Exactly as written, please set down all of the entries again, with no pictures.

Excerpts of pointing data
◇ ◇ ◇ ◇
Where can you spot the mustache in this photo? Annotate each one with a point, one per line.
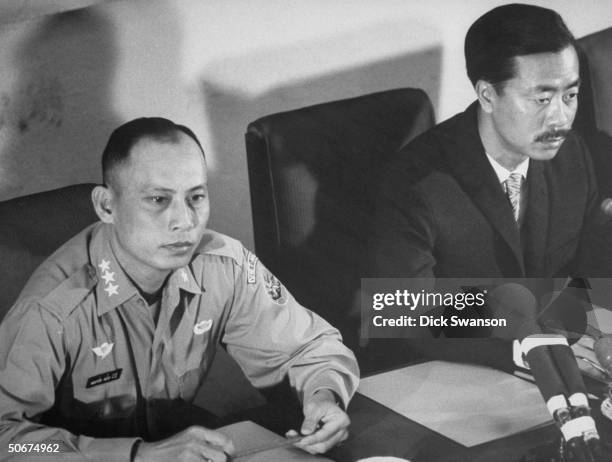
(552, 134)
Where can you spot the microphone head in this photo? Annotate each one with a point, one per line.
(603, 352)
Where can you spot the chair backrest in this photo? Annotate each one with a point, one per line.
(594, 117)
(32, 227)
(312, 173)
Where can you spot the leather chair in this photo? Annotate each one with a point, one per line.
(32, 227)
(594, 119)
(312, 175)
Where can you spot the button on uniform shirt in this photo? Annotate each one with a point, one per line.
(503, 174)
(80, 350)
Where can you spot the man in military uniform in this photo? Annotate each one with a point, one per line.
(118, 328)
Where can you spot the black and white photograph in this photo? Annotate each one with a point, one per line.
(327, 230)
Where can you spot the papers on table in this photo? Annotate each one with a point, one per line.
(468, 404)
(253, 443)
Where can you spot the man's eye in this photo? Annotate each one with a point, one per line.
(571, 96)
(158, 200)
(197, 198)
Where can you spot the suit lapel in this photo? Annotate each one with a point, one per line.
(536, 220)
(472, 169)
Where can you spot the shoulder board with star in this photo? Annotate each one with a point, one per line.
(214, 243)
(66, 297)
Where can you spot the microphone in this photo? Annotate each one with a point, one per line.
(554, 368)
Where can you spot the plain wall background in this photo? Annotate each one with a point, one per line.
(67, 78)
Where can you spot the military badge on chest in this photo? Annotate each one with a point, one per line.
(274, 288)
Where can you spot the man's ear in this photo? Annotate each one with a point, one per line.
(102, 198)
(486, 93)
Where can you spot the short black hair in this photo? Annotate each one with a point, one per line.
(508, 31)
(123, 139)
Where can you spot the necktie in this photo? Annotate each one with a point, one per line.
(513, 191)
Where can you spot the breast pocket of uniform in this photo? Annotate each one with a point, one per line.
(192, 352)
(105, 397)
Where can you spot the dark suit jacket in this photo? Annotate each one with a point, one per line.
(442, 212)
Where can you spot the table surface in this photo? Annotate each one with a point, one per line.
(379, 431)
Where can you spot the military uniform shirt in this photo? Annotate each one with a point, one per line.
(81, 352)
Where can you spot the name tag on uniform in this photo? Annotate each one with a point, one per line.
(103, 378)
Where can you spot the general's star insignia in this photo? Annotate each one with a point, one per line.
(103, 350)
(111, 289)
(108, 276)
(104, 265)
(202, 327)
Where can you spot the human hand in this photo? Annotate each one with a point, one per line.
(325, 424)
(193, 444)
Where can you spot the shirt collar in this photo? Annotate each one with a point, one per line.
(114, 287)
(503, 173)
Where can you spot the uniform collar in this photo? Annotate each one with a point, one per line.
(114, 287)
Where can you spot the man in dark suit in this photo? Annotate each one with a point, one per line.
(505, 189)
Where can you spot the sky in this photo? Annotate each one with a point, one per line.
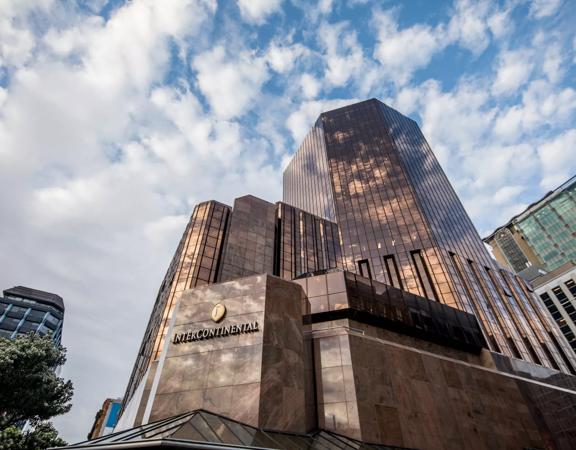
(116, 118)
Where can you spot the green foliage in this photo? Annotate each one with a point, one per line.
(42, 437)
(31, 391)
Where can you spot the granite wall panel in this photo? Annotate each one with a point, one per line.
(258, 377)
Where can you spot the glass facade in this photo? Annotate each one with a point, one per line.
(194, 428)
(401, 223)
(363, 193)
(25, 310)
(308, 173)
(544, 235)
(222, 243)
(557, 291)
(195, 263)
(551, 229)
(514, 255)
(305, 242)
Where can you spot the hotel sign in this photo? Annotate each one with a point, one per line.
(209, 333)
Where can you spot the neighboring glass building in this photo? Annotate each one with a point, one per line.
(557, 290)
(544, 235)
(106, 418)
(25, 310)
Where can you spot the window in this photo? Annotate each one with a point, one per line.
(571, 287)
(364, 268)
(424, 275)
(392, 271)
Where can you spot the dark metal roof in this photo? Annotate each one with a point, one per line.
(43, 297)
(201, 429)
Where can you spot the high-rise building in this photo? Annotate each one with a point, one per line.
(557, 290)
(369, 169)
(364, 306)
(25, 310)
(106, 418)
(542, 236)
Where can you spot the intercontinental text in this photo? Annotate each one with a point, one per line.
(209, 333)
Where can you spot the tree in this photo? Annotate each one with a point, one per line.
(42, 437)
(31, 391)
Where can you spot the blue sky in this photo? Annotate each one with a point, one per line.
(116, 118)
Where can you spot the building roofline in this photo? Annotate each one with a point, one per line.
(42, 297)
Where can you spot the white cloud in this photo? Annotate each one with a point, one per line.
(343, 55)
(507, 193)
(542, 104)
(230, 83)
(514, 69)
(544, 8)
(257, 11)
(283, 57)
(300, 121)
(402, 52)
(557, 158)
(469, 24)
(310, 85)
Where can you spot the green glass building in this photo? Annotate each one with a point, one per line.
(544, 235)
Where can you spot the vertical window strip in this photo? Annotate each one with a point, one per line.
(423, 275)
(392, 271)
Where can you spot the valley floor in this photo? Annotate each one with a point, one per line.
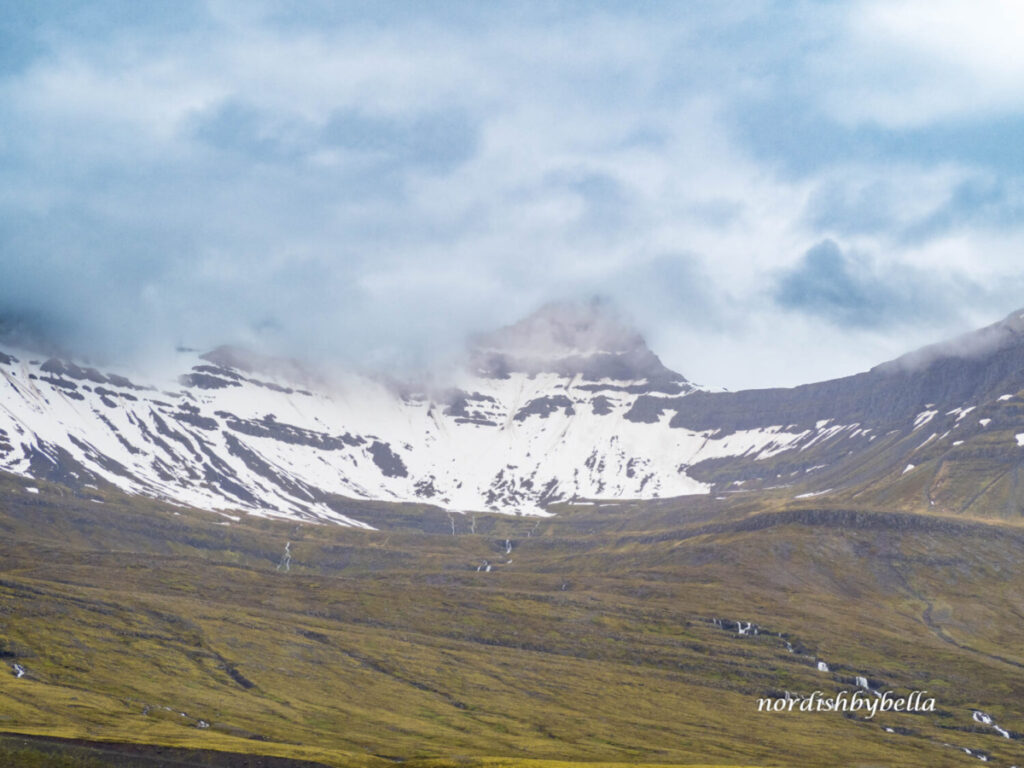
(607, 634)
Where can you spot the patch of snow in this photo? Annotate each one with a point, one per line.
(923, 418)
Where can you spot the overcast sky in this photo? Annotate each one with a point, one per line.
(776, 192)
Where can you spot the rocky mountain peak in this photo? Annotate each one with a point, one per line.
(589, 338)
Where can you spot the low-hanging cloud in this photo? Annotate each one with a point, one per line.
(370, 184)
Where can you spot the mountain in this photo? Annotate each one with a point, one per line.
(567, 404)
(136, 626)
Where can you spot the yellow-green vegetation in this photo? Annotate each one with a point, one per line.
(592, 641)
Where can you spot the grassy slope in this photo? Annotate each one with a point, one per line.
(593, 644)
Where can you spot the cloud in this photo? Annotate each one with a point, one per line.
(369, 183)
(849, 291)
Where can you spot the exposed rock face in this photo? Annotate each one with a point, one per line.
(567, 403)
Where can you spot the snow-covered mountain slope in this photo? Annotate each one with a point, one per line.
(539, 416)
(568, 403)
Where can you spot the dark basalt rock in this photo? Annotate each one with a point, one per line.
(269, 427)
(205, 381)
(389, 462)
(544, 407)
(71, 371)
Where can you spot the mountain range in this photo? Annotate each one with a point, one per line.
◇ ◇ ◇ ◇
== Solution to this exercise ==
Where can you spot the mustache in this photo? Annotate each one with a point, one per line.
(552, 134)
Where can you spot the microphone head in this photo? Annotate each one with a point, one per line.
(603, 352)
Where can you spot the chair backrest in this photo? Annotate each one with a point, one per line.
(594, 117)
(32, 227)
(312, 173)
Where can you spot the leather chair in this photo? Annotate each one with a point, one per line.
(32, 227)
(594, 119)
(312, 175)
Where can you spot the button on uniform shirt in this photo? Annotate each one with a point, one per line.
(503, 174)
(80, 350)
Where can you spot the man in military uniform in this photo? Annotate each one with a point, one per line.
(118, 328)
Where can you spot the black and white photograph in this photo? Annotate each one with a point, one per line.
(327, 230)
Where can you spot the papers on table in this photo? Annotate each one with a point, one per line.
(468, 404)
(253, 443)
Where can you spot the man's eye in this photo? Annotate each one with a point, one per line.
(571, 96)
(158, 200)
(197, 198)
Where can you spot the suit lapel in this photo? Annotate each one with a point, one per line.
(536, 220)
(472, 169)
Where can you spot the shoulder board with star in this photo? Annotate each one with a point, one per line.
(214, 243)
(66, 297)
Where can you spot the microphone in this photo? Annotate each one with a point, one per line.
(554, 368)
Where can you spot the plain wall background in this photo? Annotate each one with a point, one per line.
(67, 78)
Where can you spot the military badge on chest in this photo? Annotate each one with a point, one per line.
(274, 288)
Where can you spot the man's ear in this photo? Annotate each one with a point, one per line.
(102, 198)
(486, 93)
Where can you spot the short black hair in this photo? Annotate each one with a point, one per line.
(508, 31)
(123, 139)
Where can you spot the necktie in this photo? Annotate each one with a point, one per line.
(513, 191)
Where can you spot the breast pocket of uniform in this photo? Annotate each one with a point, one per line.
(192, 352)
(105, 397)
Where can you spot the dark suit jacket in this photo? Annotate each one with a point, one per line.
(442, 212)
Where can you spot the table surface in this photo? Annotate each one with a point, one per line.
(379, 431)
Where can you spot the military uniform shirt in this photo? Annotate each one with a point, one per line.
(81, 352)
Where can you spot the name tag on uniform in this photo? Annotate each one with a point, one per line.
(103, 378)
Where can you spot the general's star insignia in this photo? Annotate each one with a point, one per line.
(103, 350)
(111, 289)
(108, 276)
(104, 265)
(202, 327)
Where can you spot the human hand in this photo? Annotate each one with a point, one per line.
(325, 424)
(193, 444)
Where can you spot the shirt collar in this photo? Annotate each one with a point, one per line.
(114, 287)
(503, 173)
Where can you spot the uniform collar in this photo? Annotate each one with a point, one per line.
(114, 287)
Where can you spot the man in dark suit in this photo? Annotate each one with a point, one per line.
(505, 189)
Where can you spot the sky in this photo? Annotate each one with a point, one per line.
(116, 118)
Where can you spot the green foliage in this photo? Annotate each one with a point, one per line.
(42, 437)
(31, 391)
Where can you spot the granite wall panel in this photo? Annotate each one with a point, one per line.
(258, 377)
Where can you spot the glass facade in this photo? Annotate each one with a point, one per line.
(194, 428)
(401, 223)
(363, 193)
(25, 310)
(308, 173)
(544, 235)
(222, 243)
(557, 291)
(195, 263)
(551, 229)
(514, 255)
(305, 242)
Where can you spot the hotel sign in this photo? Annotate each one with a point, one per line.
(209, 333)
Where can you spot the neighboring glass building in this photo? Annotate each one with a point, one per line.
(557, 290)
(544, 235)
(106, 418)
(25, 310)
Where can you spot the window in this photo? Annotate each one with a point, one per line.
(571, 287)
(364, 268)
(424, 275)
(392, 271)
Where can you spot the dark metal roof in this photo? Annotate each one with a point, one per line.
(43, 297)
(201, 429)
Where can you spot the high-rise building in this photo? Annotate each one with a point, one per line.
(557, 290)
(369, 169)
(364, 306)
(25, 310)
(106, 418)
(542, 236)
Where can you spot the intercontinental text in this photo? Annotate each one with a point, one per line.
(209, 333)
Where can you spot the tree in this photo? Annotate each one with a point, one per line.
(42, 437)
(31, 391)
Where can you spot the blue sky in this photo? Annotate each one with a point, one per line.
(116, 118)
Where can you spot the building roofline in this photo? Annotate each one with a point, one per line.
(42, 297)
Where can you spot the white cloud in this photo? Annotate each one with a point, one per line.
(343, 55)
(507, 193)
(542, 104)
(230, 83)
(514, 69)
(544, 8)
(257, 11)
(283, 57)
(300, 121)
(402, 52)
(557, 158)
(469, 24)
(310, 85)
Where can you spot the green glass building in this photo? Annotate each one with a point, one per line.
(544, 235)
Where can you spot the vertical window strip in this photo? Annotate each one with a point, one per line.
(423, 275)
(392, 271)
Where can you spot the valley floor in this photo? Annotate each one with a point, one per line.
(607, 634)
Where can you spot the patch of snow in this photo? Annotate each one with a point, one per line.
(923, 418)
Where can you spot the overcast sky in this photo? Annotate each one with a point, one per line.
(776, 192)
Where can you spot the rocky mountain peak in this photo? Annotate each one with a point, one per line.
(589, 338)
Where can you spot the low-hanging cloud in this photo? Annotate each one with a point, one per line.
(370, 184)
Where can you spot the mountain in this photo? Annotate each one with a point, one per line.
(567, 404)
(136, 626)
Where can you spot the yellow-green vegetation in this photo? Annotate each one with a point, one per line.
(592, 641)
Where can you spot the grassy slope in this photo? Annotate each one with a point, one per line.
(593, 644)
Where can you spot the cloud in this photo? Annotate each one with a point, one per line.
(369, 183)
(849, 291)
Where can you spot the exposed rock face in this photo? Annotate each one with a point, one per line.
(567, 403)
Where can you spot the snow-covered mountain slope in this photo? Annotate each one with a point, one per line.
(539, 416)
(568, 403)
Where can you spot the dark basalt rock in this photo? Annotate each one with a point, one per line.
(269, 427)
(205, 381)
(389, 462)
(544, 407)
(71, 371)
Where can you spot the mountain range in this photo? Annotate each one with a point, one per line.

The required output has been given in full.